** start of TASK INPUT **

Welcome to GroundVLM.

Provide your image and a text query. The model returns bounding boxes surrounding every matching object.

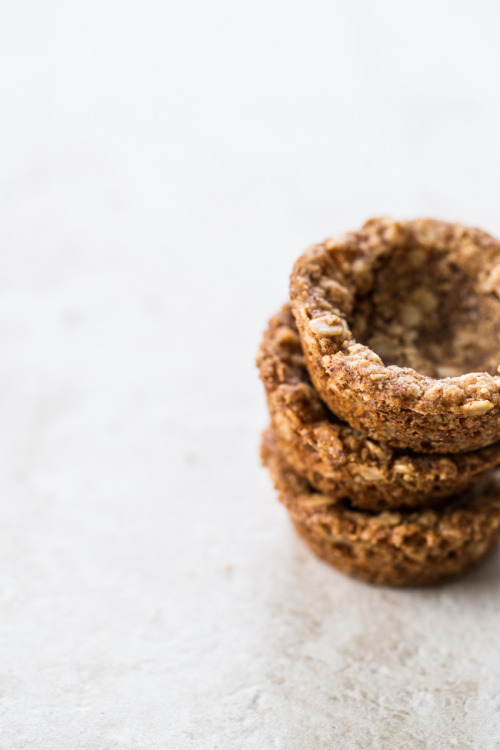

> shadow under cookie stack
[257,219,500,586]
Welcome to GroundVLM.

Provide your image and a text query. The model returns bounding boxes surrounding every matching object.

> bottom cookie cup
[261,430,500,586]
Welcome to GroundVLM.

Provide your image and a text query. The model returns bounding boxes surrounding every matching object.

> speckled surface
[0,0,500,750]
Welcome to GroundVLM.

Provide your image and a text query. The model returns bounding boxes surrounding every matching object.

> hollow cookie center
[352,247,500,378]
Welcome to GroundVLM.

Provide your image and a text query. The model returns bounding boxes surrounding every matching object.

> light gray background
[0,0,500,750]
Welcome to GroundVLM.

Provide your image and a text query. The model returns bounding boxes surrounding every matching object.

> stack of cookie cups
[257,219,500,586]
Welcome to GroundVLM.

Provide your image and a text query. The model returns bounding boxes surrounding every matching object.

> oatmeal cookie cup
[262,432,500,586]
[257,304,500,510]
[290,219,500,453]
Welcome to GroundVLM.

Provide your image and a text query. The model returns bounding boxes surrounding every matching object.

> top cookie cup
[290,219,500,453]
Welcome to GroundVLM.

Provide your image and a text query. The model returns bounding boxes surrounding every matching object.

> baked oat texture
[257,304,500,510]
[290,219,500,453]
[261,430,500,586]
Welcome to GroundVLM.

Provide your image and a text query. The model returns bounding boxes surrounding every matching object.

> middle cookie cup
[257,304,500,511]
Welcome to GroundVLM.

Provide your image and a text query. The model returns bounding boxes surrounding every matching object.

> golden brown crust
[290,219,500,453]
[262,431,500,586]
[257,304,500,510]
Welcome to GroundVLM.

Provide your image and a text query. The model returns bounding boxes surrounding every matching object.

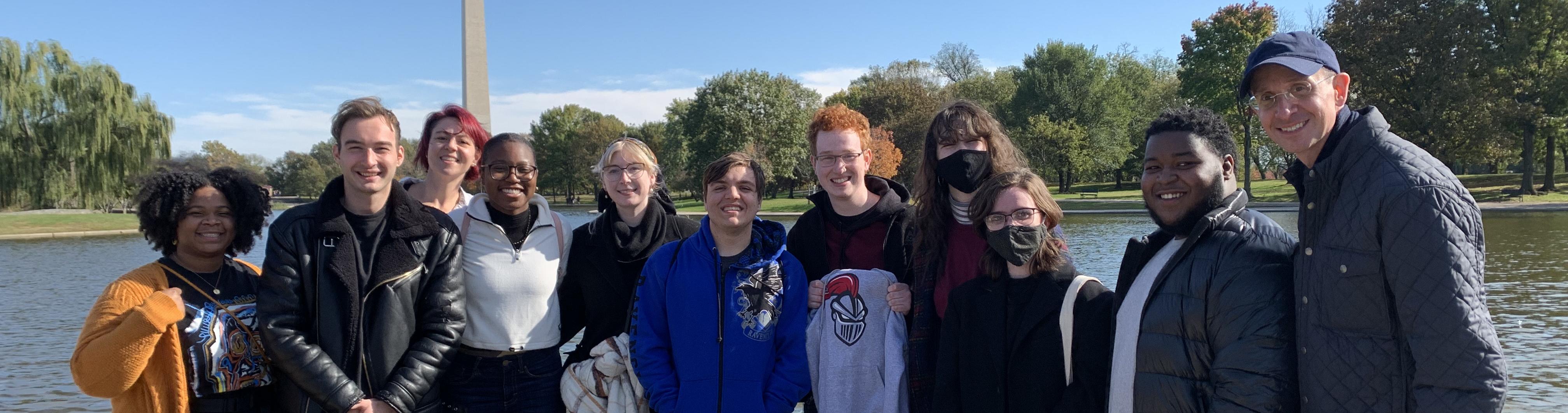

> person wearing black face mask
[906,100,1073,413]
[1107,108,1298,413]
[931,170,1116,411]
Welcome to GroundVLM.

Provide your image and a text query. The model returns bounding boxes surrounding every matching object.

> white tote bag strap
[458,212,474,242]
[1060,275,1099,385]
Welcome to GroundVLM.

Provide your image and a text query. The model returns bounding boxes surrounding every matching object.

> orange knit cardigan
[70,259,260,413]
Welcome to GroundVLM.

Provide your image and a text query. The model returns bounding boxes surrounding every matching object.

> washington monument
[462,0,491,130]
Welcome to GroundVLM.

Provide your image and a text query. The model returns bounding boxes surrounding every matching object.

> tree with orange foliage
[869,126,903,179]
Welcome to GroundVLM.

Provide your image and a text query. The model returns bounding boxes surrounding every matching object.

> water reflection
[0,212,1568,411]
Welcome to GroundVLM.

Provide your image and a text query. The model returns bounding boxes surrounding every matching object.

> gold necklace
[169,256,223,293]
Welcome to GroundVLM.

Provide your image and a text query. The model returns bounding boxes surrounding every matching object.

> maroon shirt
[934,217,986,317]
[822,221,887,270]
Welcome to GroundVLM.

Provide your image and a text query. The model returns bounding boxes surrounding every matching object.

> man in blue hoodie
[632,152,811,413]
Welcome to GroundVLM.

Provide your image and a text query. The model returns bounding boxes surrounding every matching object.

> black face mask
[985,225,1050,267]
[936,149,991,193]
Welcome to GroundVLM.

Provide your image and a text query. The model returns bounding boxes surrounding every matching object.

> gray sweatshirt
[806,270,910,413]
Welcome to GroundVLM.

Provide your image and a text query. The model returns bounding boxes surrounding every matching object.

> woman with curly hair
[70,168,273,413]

** end of TASK INPUT **
** start of TASK INPUT **

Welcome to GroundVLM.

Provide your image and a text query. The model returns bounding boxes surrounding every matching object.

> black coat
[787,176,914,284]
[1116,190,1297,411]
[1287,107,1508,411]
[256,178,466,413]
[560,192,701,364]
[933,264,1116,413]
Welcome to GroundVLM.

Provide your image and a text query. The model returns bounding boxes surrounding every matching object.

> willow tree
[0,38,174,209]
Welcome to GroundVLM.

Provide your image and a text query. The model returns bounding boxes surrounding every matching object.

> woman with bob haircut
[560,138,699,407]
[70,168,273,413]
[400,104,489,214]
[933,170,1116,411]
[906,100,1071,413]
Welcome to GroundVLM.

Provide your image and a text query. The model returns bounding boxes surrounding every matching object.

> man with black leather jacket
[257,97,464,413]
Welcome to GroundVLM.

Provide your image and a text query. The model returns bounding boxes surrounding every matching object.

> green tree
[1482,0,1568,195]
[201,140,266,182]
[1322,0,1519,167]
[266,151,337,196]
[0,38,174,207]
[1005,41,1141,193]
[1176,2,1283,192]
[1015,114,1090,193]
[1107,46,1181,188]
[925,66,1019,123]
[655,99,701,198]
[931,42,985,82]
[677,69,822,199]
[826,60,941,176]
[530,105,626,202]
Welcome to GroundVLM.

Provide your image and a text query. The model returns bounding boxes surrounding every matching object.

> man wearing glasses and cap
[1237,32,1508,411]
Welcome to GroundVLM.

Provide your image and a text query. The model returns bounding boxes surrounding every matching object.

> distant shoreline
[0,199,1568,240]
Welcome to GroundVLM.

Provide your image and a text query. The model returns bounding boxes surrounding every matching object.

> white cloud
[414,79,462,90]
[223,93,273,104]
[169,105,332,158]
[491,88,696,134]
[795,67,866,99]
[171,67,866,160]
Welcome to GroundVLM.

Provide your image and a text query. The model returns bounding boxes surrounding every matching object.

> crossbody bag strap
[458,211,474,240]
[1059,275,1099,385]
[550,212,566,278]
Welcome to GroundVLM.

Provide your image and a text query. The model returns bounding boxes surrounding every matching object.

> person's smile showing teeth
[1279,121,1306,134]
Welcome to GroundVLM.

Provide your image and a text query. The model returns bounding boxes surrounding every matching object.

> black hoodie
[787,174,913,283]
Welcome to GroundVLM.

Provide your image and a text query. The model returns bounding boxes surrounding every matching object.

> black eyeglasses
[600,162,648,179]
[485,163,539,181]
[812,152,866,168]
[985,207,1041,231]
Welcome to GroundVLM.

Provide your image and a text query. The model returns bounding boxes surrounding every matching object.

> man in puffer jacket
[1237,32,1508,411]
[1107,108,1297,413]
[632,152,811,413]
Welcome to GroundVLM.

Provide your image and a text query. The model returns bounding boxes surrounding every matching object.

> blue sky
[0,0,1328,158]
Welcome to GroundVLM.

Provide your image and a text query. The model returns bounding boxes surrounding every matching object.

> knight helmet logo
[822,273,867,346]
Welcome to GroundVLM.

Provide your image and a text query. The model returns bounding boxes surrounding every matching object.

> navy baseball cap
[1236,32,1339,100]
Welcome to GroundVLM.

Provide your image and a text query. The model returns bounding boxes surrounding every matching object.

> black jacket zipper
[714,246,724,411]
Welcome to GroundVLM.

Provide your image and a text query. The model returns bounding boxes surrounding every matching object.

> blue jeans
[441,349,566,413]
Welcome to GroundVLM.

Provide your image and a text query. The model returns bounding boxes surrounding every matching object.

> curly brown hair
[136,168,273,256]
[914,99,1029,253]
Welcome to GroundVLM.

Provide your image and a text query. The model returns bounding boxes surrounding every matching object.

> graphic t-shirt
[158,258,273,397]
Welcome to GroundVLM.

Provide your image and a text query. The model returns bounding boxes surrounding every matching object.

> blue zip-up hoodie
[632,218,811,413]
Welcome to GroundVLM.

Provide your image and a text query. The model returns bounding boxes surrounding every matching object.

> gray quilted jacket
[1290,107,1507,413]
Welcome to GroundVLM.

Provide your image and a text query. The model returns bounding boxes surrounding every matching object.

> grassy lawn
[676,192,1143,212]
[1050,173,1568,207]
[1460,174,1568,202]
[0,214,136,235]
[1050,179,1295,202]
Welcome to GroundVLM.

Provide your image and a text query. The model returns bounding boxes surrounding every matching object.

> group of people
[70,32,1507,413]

** end of TASK INPUT **

• **OBJECTIVE**
List every line in the records that contains the word "cookie".

• **TASK RESPONSE**
> shadow under cookie stack
> bottom cookie cup
> hollow cookie center
> stack of cookie cups
> oatmeal cookie cup
> top cookie cup
> middle cookie cup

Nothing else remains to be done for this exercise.